§ REQUIREMENT: Only the lines from the start of the entries up to and including the line with "positive clicks: (297, 143) (307, 143)" should be written out, exactly as they stand.

Stored data entries:
+++

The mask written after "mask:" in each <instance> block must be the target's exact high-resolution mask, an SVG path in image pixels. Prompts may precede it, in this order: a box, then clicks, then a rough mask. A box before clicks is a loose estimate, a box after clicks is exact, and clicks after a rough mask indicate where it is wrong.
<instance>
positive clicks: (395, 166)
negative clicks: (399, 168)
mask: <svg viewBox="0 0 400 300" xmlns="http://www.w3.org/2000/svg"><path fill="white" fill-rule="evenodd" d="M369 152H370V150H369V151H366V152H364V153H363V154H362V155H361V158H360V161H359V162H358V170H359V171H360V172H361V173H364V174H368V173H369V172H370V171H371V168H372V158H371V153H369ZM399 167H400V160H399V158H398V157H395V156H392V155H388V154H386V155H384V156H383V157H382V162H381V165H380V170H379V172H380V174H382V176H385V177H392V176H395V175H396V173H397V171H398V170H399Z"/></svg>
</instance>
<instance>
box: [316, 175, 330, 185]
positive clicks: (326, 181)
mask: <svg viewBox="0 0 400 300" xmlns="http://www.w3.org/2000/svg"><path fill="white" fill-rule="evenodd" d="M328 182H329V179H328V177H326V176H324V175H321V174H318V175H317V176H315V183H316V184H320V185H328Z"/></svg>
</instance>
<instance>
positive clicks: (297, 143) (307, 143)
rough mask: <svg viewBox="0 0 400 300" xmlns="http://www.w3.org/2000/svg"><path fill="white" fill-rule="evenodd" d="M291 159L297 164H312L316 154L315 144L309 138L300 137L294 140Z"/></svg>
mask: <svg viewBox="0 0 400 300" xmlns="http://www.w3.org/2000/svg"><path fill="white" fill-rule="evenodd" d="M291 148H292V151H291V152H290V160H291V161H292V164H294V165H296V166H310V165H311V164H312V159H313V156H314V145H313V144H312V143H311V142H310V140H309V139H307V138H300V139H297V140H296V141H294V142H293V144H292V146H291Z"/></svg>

+++

§ RESPONSE:
The mask written after "mask:" in each <instance> block must be the target's exact high-resolution mask, an SVG path in image pixels. Prompts may precede it, in this order: a box, then clicks, then a rough mask. A box before clicks is a loose estimate, a box after clicks is exact, and clicks after a rough mask indicate where it is wrong.
<instance>
positive clicks: (395, 166)
negative clicks: (399, 168)
mask: <svg viewBox="0 0 400 300" xmlns="http://www.w3.org/2000/svg"><path fill="white" fill-rule="evenodd" d="M369 152H370V150H369V151H366V152H364V153H363V154H362V155H361V158H360V161H359V162H358V170H359V171H360V172H361V173H364V174H368V173H369V172H370V171H371V168H372V158H371V153H369ZM399 167H400V160H399V158H398V157H395V156H392V155H388V154H386V155H384V156H383V157H382V162H381V165H380V170H379V172H380V174H382V176H385V177H392V176H395V175H396V173H397V171H398V170H399Z"/></svg>
</instance>
<instance>
box: [316, 175, 330, 185]
positive clicks: (326, 181)
mask: <svg viewBox="0 0 400 300" xmlns="http://www.w3.org/2000/svg"><path fill="white" fill-rule="evenodd" d="M328 182H329V179H328V177H326V176H324V175H321V174H318V175H317V176H315V183H316V184H320V185H328Z"/></svg>
</instance>
<instance>
positive clicks: (297, 143) (307, 143)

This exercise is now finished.